▸ Vorliegende Liste
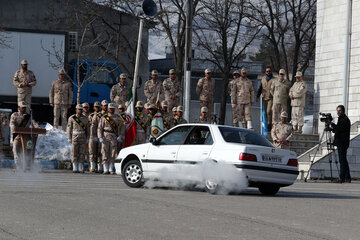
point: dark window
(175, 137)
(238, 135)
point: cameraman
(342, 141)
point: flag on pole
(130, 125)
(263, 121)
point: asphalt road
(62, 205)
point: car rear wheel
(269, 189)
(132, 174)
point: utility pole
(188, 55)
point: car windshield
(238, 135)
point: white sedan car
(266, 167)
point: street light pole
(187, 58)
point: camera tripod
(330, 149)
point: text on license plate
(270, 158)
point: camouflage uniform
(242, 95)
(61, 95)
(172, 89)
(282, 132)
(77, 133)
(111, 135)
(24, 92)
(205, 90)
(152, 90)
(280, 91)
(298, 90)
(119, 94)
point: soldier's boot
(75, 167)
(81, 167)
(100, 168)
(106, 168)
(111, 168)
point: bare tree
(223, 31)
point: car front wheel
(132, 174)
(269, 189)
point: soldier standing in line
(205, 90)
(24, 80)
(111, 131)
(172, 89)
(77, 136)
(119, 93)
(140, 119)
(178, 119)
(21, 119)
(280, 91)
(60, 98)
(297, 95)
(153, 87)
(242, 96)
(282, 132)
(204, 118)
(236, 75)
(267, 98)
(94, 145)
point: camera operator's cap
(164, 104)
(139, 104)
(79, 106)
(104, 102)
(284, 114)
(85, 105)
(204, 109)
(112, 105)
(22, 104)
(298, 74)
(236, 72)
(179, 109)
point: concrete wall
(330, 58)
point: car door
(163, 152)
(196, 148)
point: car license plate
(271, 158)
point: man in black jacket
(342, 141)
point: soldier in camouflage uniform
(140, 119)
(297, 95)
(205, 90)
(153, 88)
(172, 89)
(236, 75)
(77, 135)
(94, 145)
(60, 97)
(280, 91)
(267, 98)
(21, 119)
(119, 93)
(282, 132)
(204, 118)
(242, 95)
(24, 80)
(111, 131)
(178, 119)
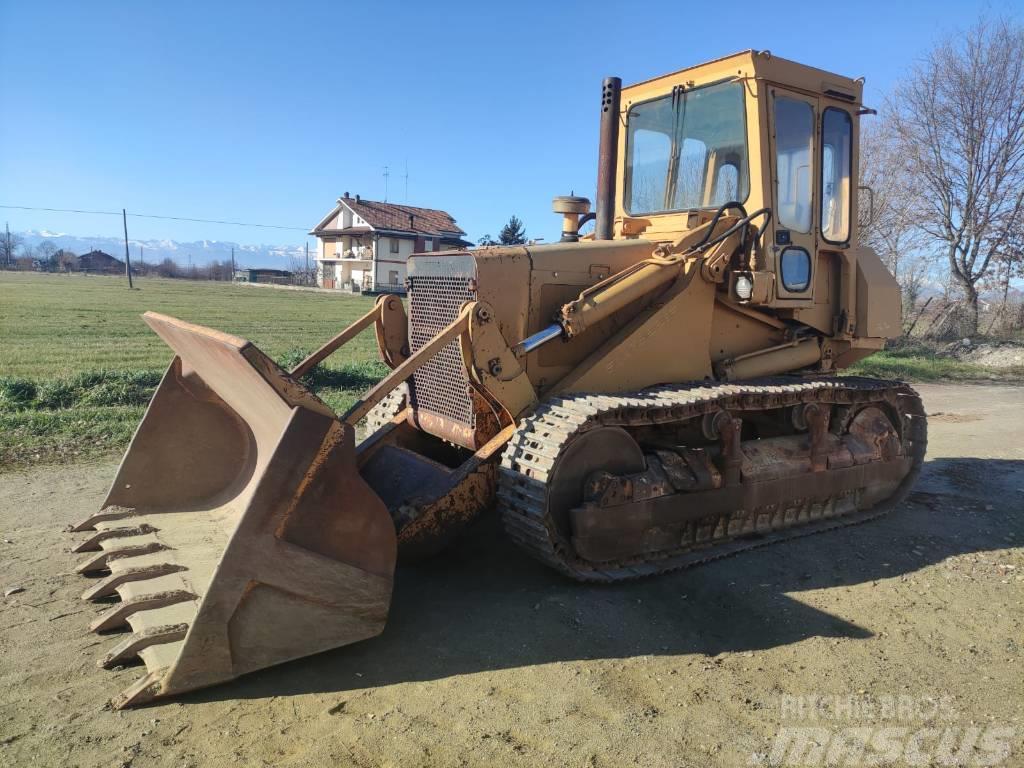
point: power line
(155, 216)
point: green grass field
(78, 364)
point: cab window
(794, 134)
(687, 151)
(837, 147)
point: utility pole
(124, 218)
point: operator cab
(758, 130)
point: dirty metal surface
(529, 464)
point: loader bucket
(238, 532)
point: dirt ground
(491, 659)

▸ Aufgabenstellung
Gib die gesamte obige Liste Zeile für Zeile unverändert wieder. Lass dabei die Bilder weg.

▸ Ergebnis
point: dark window
(175, 137)
(238, 135)
point: cameraman
(342, 141)
point: flag on pole
(130, 125)
(263, 121)
point: asphalt road
(62, 205)
point: car rear wheel
(269, 189)
(132, 174)
point: utility pole
(188, 55)
point: car windshield
(238, 135)
point: white sedan car
(266, 167)
point: street light pole
(187, 58)
point: camera tripod
(330, 149)
point: text on license plate
(270, 158)
point: camouflage uniform
(242, 95)
(61, 95)
(172, 89)
(282, 132)
(77, 133)
(111, 135)
(24, 92)
(205, 90)
(152, 90)
(280, 91)
(298, 90)
(119, 94)
point: soldier's boot
(75, 167)
(81, 167)
(100, 168)
(106, 168)
(111, 168)
point: bare tree
(223, 31)
point: car front wheel
(132, 174)
(269, 189)
point: soldier standing in line
(205, 90)
(24, 80)
(111, 131)
(172, 89)
(77, 136)
(119, 93)
(140, 119)
(178, 119)
(21, 119)
(280, 91)
(60, 98)
(297, 95)
(153, 87)
(242, 96)
(282, 132)
(204, 118)
(236, 75)
(267, 98)
(94, 145)
point: camera operator's cap
(164, 104)
(139, 104)
(79, 106)
(104, 102)
(284, 114)
(85, 105)
(204, 109)
(112, 105)
(22, 104)
(298, 74)
(236, 72)
(179, 109)
point: concrete wall
(330, 58)
point: car door
(163, 152)
(196, 148)
point: car license plate
(271, 158)
point: man in black jacket
(342, 141)
point: soldier in camouflage uniform
(140, 119)
(297, 95)
(205, 90)
(153, 88)
(172, 89)
(236, 75)
(77, 135)
(94, 145)
(60, 97)
(280, 91)
(267, 98)
(21, 119)
(119, 93)
(282, 132)
(204, 118)
(242, 95)
(24, 80)
(111, 131)
(178, 119)
point: power line
(155, 216)
point: green grass field
(78, 364)
point: cab window
(794, 134)
(687, 151)
(837, 147)
point: utility pole
(124, 218)
point: operator cab
(758, 130)
point: dirty metal surface
(529, 464)
point: loader bucket
(238, 532)
point: dirt ground
(491, 659)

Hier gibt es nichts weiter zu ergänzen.